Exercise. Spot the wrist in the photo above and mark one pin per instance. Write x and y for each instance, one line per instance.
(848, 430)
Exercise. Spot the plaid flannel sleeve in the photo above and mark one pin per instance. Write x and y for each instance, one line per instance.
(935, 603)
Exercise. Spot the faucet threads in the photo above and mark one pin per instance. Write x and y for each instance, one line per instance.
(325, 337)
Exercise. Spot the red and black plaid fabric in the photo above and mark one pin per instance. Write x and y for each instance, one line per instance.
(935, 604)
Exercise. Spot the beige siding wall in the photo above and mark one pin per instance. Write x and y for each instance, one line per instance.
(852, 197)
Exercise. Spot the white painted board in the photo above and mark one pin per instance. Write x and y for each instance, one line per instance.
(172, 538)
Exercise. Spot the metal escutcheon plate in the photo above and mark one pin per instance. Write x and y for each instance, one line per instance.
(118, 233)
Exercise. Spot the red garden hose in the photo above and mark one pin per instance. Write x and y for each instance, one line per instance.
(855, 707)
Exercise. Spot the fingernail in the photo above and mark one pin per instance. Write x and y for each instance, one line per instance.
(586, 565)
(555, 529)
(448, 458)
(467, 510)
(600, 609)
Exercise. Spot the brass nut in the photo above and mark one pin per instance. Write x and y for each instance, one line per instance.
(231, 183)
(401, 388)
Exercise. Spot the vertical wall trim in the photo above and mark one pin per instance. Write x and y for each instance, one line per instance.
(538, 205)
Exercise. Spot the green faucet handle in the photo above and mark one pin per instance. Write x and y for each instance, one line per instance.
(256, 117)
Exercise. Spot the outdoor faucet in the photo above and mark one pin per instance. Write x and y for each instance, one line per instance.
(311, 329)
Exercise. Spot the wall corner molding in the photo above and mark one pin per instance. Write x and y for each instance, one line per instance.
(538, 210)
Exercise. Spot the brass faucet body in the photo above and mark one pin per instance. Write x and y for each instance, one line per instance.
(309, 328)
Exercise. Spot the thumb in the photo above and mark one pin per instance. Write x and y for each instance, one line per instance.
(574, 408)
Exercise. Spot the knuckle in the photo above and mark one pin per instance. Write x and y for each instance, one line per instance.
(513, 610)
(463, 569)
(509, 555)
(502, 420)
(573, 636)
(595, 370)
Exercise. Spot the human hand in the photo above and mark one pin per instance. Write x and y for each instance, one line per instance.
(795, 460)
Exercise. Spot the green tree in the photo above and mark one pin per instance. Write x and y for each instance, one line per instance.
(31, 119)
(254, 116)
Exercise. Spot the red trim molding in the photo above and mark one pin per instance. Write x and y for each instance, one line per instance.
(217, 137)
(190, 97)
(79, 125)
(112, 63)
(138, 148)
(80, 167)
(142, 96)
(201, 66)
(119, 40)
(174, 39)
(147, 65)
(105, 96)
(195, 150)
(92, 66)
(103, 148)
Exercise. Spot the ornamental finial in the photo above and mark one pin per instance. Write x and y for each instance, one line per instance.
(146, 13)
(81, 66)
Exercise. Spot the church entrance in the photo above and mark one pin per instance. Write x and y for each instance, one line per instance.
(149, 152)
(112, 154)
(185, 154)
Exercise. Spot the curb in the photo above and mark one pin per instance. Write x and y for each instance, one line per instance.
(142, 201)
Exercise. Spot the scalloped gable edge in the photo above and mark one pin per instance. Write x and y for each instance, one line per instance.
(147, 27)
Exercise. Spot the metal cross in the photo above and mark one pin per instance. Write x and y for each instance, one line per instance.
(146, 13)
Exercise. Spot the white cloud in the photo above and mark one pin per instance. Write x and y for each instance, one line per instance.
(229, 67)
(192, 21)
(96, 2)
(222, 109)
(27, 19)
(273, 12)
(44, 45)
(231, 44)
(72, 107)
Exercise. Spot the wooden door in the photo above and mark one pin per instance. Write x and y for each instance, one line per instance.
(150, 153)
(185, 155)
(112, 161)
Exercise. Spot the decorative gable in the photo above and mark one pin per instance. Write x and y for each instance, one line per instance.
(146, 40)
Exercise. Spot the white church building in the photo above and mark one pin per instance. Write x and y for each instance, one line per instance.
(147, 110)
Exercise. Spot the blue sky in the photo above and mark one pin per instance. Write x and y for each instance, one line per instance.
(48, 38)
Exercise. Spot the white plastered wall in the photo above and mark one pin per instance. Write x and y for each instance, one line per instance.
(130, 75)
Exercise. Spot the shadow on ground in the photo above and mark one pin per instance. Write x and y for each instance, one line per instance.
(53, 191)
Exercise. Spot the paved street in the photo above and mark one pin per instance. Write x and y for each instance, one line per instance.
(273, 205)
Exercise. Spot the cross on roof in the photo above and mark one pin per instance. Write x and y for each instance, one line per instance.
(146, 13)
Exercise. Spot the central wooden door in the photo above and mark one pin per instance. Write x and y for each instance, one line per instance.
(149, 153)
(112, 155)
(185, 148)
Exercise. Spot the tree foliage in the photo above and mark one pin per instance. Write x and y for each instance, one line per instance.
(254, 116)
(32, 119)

────────────────────────────────────────

§ The request: Your task is to transcribe the listing above in full, exactly as given.

§ Solution:
Exercise. Spot the wrist in the photo above and mark one pin per instance. Write x and y for each instance, one line per instance.
(848, 430)
Exercise. Spot the plaid flannel sleeve in the photo above and mark one pin per instance. Write x and y for each instance, one line per instance.
(935, 603)
Exercise. Spot the faucet threads in the photo above and mark one pin per instance. Write x and y for each instance, one line per instance.
(325, 337)
Exercise. Spot the red and black plaid fabric in the photo above and mark one pin per instance. Write x and y for each instance, one line per instance.
(935, 604)
Exercise. Spot the beige siding wall in the photo above and mark one pin per instance. Write x and y for each instance, one line per instance.
(852, 197)
Exercise. Spot the white painted board in the photo above and mark one pin per instance. Write x and y for each instance, one line per instance.
(172, 538)
Exercise. Spot the metal escutcheon plate in the photo above and mark one pin per instance. Write x and y for each instance, one line per instance.
(118, 233)
Exercise. Spot the red garden hose in the photo above and mark one pin per instance. Write x and y for each instance, one line per instance.
(855, 707)
Exercise. Spot the fingernail in the photo above and mark one pin per instance. Write x and y for each instance, one line per instance.
(586, 565)
(555, 529)
(448, 458)
(467, 510)
(600, 609)
Exercise. Spot the brass nut in the photo above and mark one pin per instance. Write x and y for each instance, one line per instance.
(231, 183)
(401, 388)
Exercise. Spot the vertical wall trim in the photo above and mark one pin per instance. Write x and y for each instance, one line per instance.
(538, 205)
Exercise. Spot the green faucet handle in the photo above and mark one pin per instance. Write x and y for each instance, one line per instance.
(256, 117)
Exercise. Spot the outdoor faucet in the photo above and mark one pin per instance. Write x and y for each instance, one line per instance.
(311, 329)
Exercise. Spot the wall corner molding in the photo above and mark one pin per instance. Write x and y for each instance, one line per instance.
(538, 210)
Exercise. Spot the brass faucet body in the photo above and mark one pin per instance. Write x and y for each instance, one line per instance.
(309, 328)
Exercise. Spot the thumb in the photo above and mark one pin per instance. Write x and y for each instance, one line per instance.
(574, 408)
Exercise. Spot the knuckle in the photo above and mark one pin per instance. Write x and y for each instance, one line per instance.
(513, 610)
(463, 569)
(509, 555)
(502, 420)
(573, 636)
(595, 370)
Exercise. Spot the human hand in the photo above and mark one pin per instance. Write x and y for each instance, one line per instance.
(795, 460)
Exercise. Spot the green tree in the photo above and mark one pin per instance. Write x and y for each instance, one line per instance.
(31, 119)
(254, 116)
Exercise. Spot the red trim molding in the photo above and mark one pin per instance. Write x and y for each instance, one line per instance.
(217, 137)
(190, 97)
(79, 125)
(112, 63)
(138, 148)
(80, 167)
(142, 96)
(201, 66)
(119, 40)
(174, 39)
(147, 65)
(105, 96)
(195, 150)
(92, 66)
(103, 148)
Exercise. Spot the ornamental finial in the photo above and mark one pin per instance. Write x and y for each instance, one line per instance.
(146, 13)
(81, 66)
Exercise. Spot the church entrance in the photo above and mark one pin per instance. Write x and y for each instance, one line per instance.
(149, 152)
(112, 154)
(185, 154)
Exercise. Spot the curb in the photo above and mark one pin per instance. Write x and y for each instance, one line per instance.
(142, 201)
Exercise. Spot the scalloped gable edge in the photo above and mark one pin per instance. Write x and y for each instance, one line per instance.
(147, 27)
Exercise. Spot the metal cross in the photo above and mark one pin per instance. Write x and y for each instance, one line per instance.
(146, 13)
Exercise. Spot the white cloud in the photo above and mark one pin per instance. Write x and y for each instance, one line per instance.
(229, 67)
(192, 21)
(96, 2)
(222, 109)
(27, 19)
(273, 12)
(44, 45)
(231, 44)
(72, 107)
Exercise. Spot the wooden door in the photo above and mark one pin per instance. Write x and y for each instance, one line per instance.
(150, 153)
(185, 155)
(112, 161)
Exercise. Spot the decorative gable in the photo above and mark one pin per instance. Write x and y for each instance, one line per instance.
(146, 40)
Exercise. Spot the white church building in the photo above and mark one pin per instance. Write x and y for each instance, one line per instance.
(147, 110)
Exercise. Spot the blue sky in the photo above and mark one pin per instance. Write x and y for each instance, one line per instance.
(48, 38)
Exercise. Spot the white plastered wall in the photo above and mark one pin per instance. Write x and y for each instance, one line per instance.
(130, 75)
Exercise. Spot the shadow on ground in the photo above and mark one pin per instance. Write x and y for each instance, one line per instance.
(53, 191)
Exercise. Spot the paved street in the photo above and mark one pin per instance. Write x and y for each instance, one line per instance.
(273, 205)
Exercise. Spot the cross on roof in the photo above and mark one pin per instance. Write x and y for each instance, one line per instance.
(146, 13)
Exercise. Spot the central wooden door in the photo above and mark one pin per instance. Write x and y for each instance, one line per instance.
(149, 153)
(112, 155)
(185, 148)
Exercise. Spot the tree foliage in the photo above and mark one pin per instance. Write x and y for each instance, one line per instance.
(254, 116)
(32, 119)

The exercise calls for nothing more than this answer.